TEXT PROVIDED:
— Start —

Filling, fast, and so satisfying! These Quinoa Stuffed Peppers are just as good for you as they are delicious. Spiced with Mexican flare, these will be different from any stuffed pepper you’ve tried before. Whether you’re trying to mix more plant-based options into your weekly routine or you’re looking to transition completely, this recipe is a must.
I’ve been making this style of quinoa for years. With the corn and black beans, it’s so filling! Plus, I’m obsessed with how good it tastes. Sometimes I’ll toss in olives, feta cheese, onion, kale; you name it. The other day it dawned on me… This would be a perfect filling for plant-based stuffed peppers!
I’ve had Mexican style stuffed peppers made with beef, so I knew this variation with quinoa would taste fantastic. Topped with lots of sour cream, fresh lime, cilantro, green onion, and melty cheese, this is a healthy meal that feels like comfort food to me. I have a feeling you’ll love it just as much as I do!
Ingredients
Click that “Jump to the Recipe” button at the top of the page or keep on scrolling down to the recipe card for ingredient amounts and the full recipe instructions. Below I’ll give you substitution, and hopefully answer any questions you might have along the way.
- Quinoa – Any type you have. I used white quinoa.
- Broth – To keep it plant-based, I stuck with veggie broth. Any type will work!
- Bell peppers – You know I had to be colorful and fun for the photos! Use any color bell pepper you like best.
- Rotel tomatoes – If you can’t find any, then use 6 oz diced tomatoes with a 4 oz can of diced green chilies.
- Spices – Cumin, chili powder, garlic powder, and onion powder. You can adjust the amounts of each of these. You can also add some more spices such as cayenne, smoked paprika, or oregano.
- Black beans – M favorite! You can use other types such as kidney beans, navy beans, chickpeas. etc. Just make sure to prep the beans beforehand if you’re using dried over canned.
- Corn – I used frozen. You can use fresh corn or even canned corn. Drain and rinse if you’re using canned.
- Cheese – Any type you like best, honestly! I thought Tex Mex would be best for my peppers, but it’s up to you.
- Toppings – I used sour cream, cilantro, green onion, and fresh lime wedges.
How to make quinoa stuffed peppers
- Boil quinoa: Preheat the oven to 350F. Add the quinoa to a fine-mesh sieve and rinse well under cold running water for 30 seconds to 1 minute. Drain well and transfer the quinoa to a saucepan. Pour in the broth, salt, and bring the mixture to a boil over medium-high heat.
- Steam quinoa: Reduce the heat to low and cover the pot with a lid. Simmer for 15 minutes, then remove the pot from the heat. Let it sit, still covered, for 5 minutes. Remove the lid and fluff the quinoa.

— End —

DATA BLOCK:
— Start —

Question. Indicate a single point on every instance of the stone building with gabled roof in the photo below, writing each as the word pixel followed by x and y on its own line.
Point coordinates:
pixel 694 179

— End —

TASK OBJECTIVE:
Pick up the quinoa stuffed peppers recipe above right after its step on steaming the quinoa, and write what comes next.

EXERCISE RESULT:
- Mix: Add the quinoa to a large mixing bowl along with the can of tomatoes, cumin, onion powder, garlic powder, pepper, black beans, and corn. Mix everything well to combine. Taste for salt and add more if needed.
- Bake: Lightly spritz the baking dish and inside of the bell peppers with cooking spray. Place the halved peppers into the baking dish and stuff them, generously, with the quinoa mixture. Cover the dish with foil and bake for 30 minutes.
- Finish: Remove the foil and top the peppers with cheese. Bake for another 10-15 minutes uncovered, or until the peppers begin to brown. Top with cheese and bake for 5 minutes, or until the cheese melts. Finish the peppers with the toppings and serve.
What else can I put in my peppers?
Meat or no meat, I always consider stuffed peppers a great opportunity to clean out some ingredients from my pantry or fridge. Stuffed peppers are the kitchen sink of the culinary world. Looking for inspiration? Check out these ideas:
- Fresh herbs
- Tempeh
- Onion
- Feta
- Kale/ spinach
- Broccoli
- Cherry tomatoes
You can, of course, add some ground meat to these peppers if you’d like. I wanted to keep them completely vegetarian, but some ground beef, chicken, or turkey would be great!
How to serve stuffed peppers
Try them out as a main served with a simple salad or roasted veggies. A lime, cumin, and garlic dressing for salad or veggies would be beautiful with these peppers! You can copy the toppings I used, of give these a try:
- Sliced avocado
- Salsa/ pico de gallo
- Pickled jalapeños
- Hot sauce
- Diced red onion
- Queso fresco
These peppers also work really well as a veggie/carb combination side dish. You can serve them up with some simple baked chicken breast or fish.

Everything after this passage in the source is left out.